*Stated goal 1*
Repeat the passage on ReLU network loss landscapes between "Thanks for your" and "method seems intractable.", inclusive.
*Stated goal 2*
Write the next part of the passage on ReLU network loss landscapes, picking up after its last line.

*Text passage*
##########

Mildly Overparameterized ReLU Networks Have a Favorable Loss Landscape

Thanks for your helpful comments. We address all of your concerns and hope that our response clarifies your questions on our work.

The key contribution, mild overparameterization level is only achieved for data of dimension 1. For the data with general dimension the counting method seems intractable.

We address the high-dimensional case in Theorem 5. One consequence of this result is that for high-dimensional data $(d_0 \geq n)$, if $d_1 \geq \Omega(1)$, then most activation regions have no bad critical points. This is a mild level of overparameterization since $d_0d_1 \sim n$.

The authors are welcome to elaborate more on how to generate their analysis to high dimensional data or even deeper networks.

We have added a new Appendix H which generalizes our analysis to deep networks. Our methods for the shallow case can be applied to deeper networks by considering gradients with respect to individual layers. We find conditions on the activation patterns of each layer which ensure that the gradients will be full rank.

However, Corollary 8 still focuses on the ”non-empty activation regions”. If most activation regions are indeed non-empty, why not drop the term ”non-empty”?

Indeed, if $d$ is large relative to $n$, then most activation regions will be non-empty. We include the term non-empty here to emphasize that our result is not just being applied to empty activation regions which trivially do not contain any critical points.

Among the related works being provided in the first section, can you compare your work with Liu (2021)? They seem to provide a stronger result.

Liu (2021) shows that in a given activation region, all local minima are global within the given region. This means that for a critical point $\theta$ within an activation region $\Omega$, $\theta$ is a global minimizer of the loss restricted to $\Omega$, but there could still exist $\theta' \notin \Omega$ which attains a smaller loss than $\theta$. In contrast, we show that in most activation regions, all critical points are global minima over the entire loss landscape. We are proving a proving stronger statements about the critical points themselves by incorporating information about the activation patterns.

When $d_0 = 1$, Theorem 5 already provides some strong results, why do we bother deriving Theorem 10?

##########

*Information supplied*

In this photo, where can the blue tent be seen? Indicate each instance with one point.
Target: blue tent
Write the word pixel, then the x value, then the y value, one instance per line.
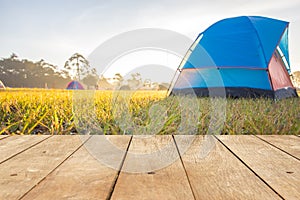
pixel 238 57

##########

*Reply 1*
Thanks for your helpful comments. We address all of your concerns and hope that our response clarifies your questions on our work.

The key contribution, mild overparameterization level is only achieved for data of dimension 1. For the data with general dimension the counting method seems intractable.

*Reply 2*
In the one-dimensional case, most activation regions are empty (in contrast to the high-dimensional case where every activation pattern is realized). We provide a more refined analysis by focusing specifically on the non-empty activation regions, characterizing them, and showing that most of them have a full rank Jacobian.

I thank the authors for providing the feedback. They have addressed my questions and I will keep my score.

We thank the reviewer for their valuable feedback and suggestions, which we address below. We hope that our response and updated manuscript address your concerns and you consider raising your score.

Unfortunately, the scope of this paper looks rather limited. The paper studies a single-hidden-layer model and only the first layer is trained. Hence, given an activation region, the prediction is linear in W, which makes the Jacobian matrix constant in the region and it makes proofs much easier. For Sections 5-6, the authors show results specialized to one-dimensional input space. I question if these proof techniques could be extended to deeper networks and higher-dimensional input space.

The paper only considers differentiable local minima, which misses the possible existence of non-differentiable local minima. In fact, Laurent & von Brecht (2018) show that in the hinge loss case, local minima can only occur at the non-differentiable boundaries except for flat regions. Is there any hope of including non-differentiable points into the analysis?

We have added appendices to address non-differentiable critical points and trainable output weights (Appendix G) as well as the deep case (Appendix H). Although our focus has been on the two-layer case, our techniques can be used to understand more general settings. Even when looking at non-differentiable points of activation regions, we can show in the case of one-dimensional input data that most activation regions contain no spurious minima.

To generalize to the deep case, one can compute gradients with respect to individual layers of the network and find conditions on the activation patterns for which the gradients are full rank. We demonstrate this technique in Appendix H.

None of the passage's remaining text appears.